#### [Consigne]
Recopiez mot pour mot les lignes ci-dessous, pour l'ensemble des items, mais sans reprendre les images, s'il vous plaît.

### Données d'entrée

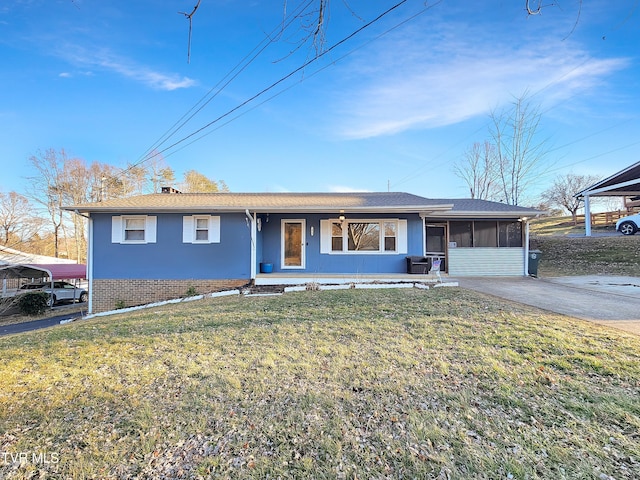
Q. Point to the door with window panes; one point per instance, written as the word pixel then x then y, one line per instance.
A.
pixel 293 243
pixel 436 234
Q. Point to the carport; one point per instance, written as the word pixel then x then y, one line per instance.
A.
pixel 52 271
pixel 625 183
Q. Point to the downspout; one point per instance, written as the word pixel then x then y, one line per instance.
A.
pixel 587 216
pixel 253 228
pixel 89 259
pixel 526 246
pixel 424 235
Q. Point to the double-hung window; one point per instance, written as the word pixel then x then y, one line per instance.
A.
pixel 361 236
pixel 201 229
pixel 133 229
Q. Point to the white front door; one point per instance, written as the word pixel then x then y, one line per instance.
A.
pixel 293 243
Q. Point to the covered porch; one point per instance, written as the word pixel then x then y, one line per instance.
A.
pixel 303 278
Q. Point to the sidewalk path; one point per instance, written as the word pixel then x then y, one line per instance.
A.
pixel 611 301
pixel 36 324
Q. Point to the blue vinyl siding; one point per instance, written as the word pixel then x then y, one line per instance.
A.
pixel 169 258
pixel 270 247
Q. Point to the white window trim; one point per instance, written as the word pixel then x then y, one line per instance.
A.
pixel 326 236
pixel 118 224
pixel 189 223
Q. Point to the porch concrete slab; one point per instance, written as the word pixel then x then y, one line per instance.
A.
pixel 612 301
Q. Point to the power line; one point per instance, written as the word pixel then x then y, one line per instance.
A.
pixel 276 83
pixel 222 84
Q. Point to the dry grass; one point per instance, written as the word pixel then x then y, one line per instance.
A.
pixel 562 256
pixel 353 384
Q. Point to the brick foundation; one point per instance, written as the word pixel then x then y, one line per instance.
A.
pixel 118 293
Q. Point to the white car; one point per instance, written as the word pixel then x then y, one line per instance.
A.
pixel 629 225
pixel 62 291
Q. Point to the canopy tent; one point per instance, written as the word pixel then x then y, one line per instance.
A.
pixel 625 183
pixel 55 271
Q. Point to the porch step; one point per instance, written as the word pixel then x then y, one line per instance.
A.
pixel 264 289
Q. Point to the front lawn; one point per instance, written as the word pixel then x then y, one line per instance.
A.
pixel 399 383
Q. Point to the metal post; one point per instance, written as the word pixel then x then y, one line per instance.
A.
pixel 587 216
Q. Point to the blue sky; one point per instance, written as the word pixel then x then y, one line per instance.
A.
pixel 394 106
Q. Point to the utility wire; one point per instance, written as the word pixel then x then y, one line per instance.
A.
pixel 306 77
pixel 277 82
pixel 223 83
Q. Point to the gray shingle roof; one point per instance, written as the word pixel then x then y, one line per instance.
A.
pixel 296 202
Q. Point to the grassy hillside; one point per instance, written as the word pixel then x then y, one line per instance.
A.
pixel 566 254
pixel 352 384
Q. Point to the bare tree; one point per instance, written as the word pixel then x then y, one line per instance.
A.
pixel 562 192
pixel 196 182
pixel 479 170
pixel 159 173
pixel 16 217
pixel 45 188
pixel 520 153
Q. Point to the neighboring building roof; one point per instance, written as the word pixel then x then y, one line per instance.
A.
pixel 301 202
pixel 57 271
pixel 625 182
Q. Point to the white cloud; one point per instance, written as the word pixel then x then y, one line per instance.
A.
pixel 105 60
pixel 450 81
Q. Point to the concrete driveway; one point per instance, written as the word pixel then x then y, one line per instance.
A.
pixel 611 301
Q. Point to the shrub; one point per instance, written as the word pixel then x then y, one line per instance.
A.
pixel 33 303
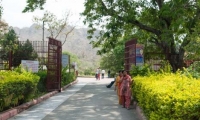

######

#### [Réponse à la consigne]
Q. Point to the door with window panes; one point per instance, written as the word pixel then x then y, one line per instance.
A.
pixel 293 243
pixel 436 234
Q. Point to the carport; one point per instance, written as the word pixel then x then y, one line per instance.
A.
pixel 52 271
pixel 625 183
Q. Point to the downspout; one point per instance, written as the word pixel then x then y, one line per instance.
A.
pixel 587 216
pixel 253 228
pixel 89 259
pixel 526 246
pixel 424 235
Q. Point to the double-hung window; one point per instance, written as the word pixel then x then y, one line per instance.
A.
pixel 361 236
pixel 201 229
pixel 133 229
Q. Point to the white front door; one point per instance, written as the word pixel then x then y, one line per instance.
A.
pixel 293 243
Q. Point to the covered porch; one point per instance, written as the word pixel then x then y, one line per instance.
A.
pixel 303 278
Q. Point to the sidewalk path; one point per instance, written as the word pixel then x then y, one line per instance.
A.
pixel 611 301
pixel 36 324
Q. Point to the blue vinyl siding; one point per instance, written as the word pixel then x then y, one line per instance.
A.
pixel 169 258
pixel 270 247
Q. Point to the white window trim; one point per instance, written as the word pixel then x then y, one line per instance.
A.
pixel 326 236
pixel 118 224
pixel 189 223
Q. Point to the porch concrete slab; one point per instance, written as the word pixel then x then y, one line per instance.
A.
pixel 612 301
Q. Point to the power line; one point per instance, written as the word pixel then x then y, one line per instance.
A.
pixel 276 83
pixel 222 84
Q. Point to the dry grass; one point per instance, written as the word pixel then x then y, one line per instance.
A.
pixel 562 256
pixel 353 384
Q. Point to the brick foundation; one point per instance, written as the word pixel then x then y, one line per instance.
A.
pixel 118 293
Q. Point to the white car; one point per instance, written as the word pixel then x then y, one line per instance.
A.
pixel 629 225
pixel 62 291
Q. Point to the canopy tent; one point per instance, written as the word pixel then x then y, one line per instance.
A.
pixel 625 183
pixel 55 271
Q. Point to the porch step; one point per instance, written as the word pixel then x then y, one line per instance.
A.
pixel 264 289
Q. Point to the front lawn; one point per instance, written as the word pixel then x then y, one line per instance.
A.
pixel 399 383
Q. Point to the metal post; one point per instance, written as the word pixel then x then y, one line per instance.
A.
pixel 587 216
Q. Point to the blue sky; one point per instance, written as the word pixel then x then y, one line per instance.
A.
pixel 394 106
Q. Point to the utility wire; one point per instance, written as the word pixel then x then y, one line per instance.
A.
pixel 306 77
pixel 277 82
pixel 223 83
Q. Point to the gray shingle roof; one point per instance, written as the word pixel then x then y, one line per instance.
A.
pixel 296 202
Q. Point to the grassy hillside; one point per instance, written as the word pixel then x then y, one line per instance.
A.
pixel 566 254
pixel 352 384
Q. Point to the bare tree; one point per instance, written as the word pixel then x then y, one line per instance.
A.
pixel 562 192
pixel 196 182
pixel 479 170
pixel 159 173
pixel 16 217
pixel 45 188
pixel 520 153
Q. Point to the neighboring building roof; one point per instance, written as the word pixel then x then y, one line per instance.
A.
pixel 301 202
pixel 57 271
pixel 625 182
Q. Point to the white cloud; one point per instance, written as the word pixel then x then y, one line per instance.
A.
pixel 105 60
pixel 450 81
Q. Point to the concrete driveway; one point per instance, written as the word pixel then x then y, one line per instance.
A.
pixel 611 301
Q. Point to the shrub; one point per instance, written as the word pixel then x then y, one line per instance.
A.
pixel 33 303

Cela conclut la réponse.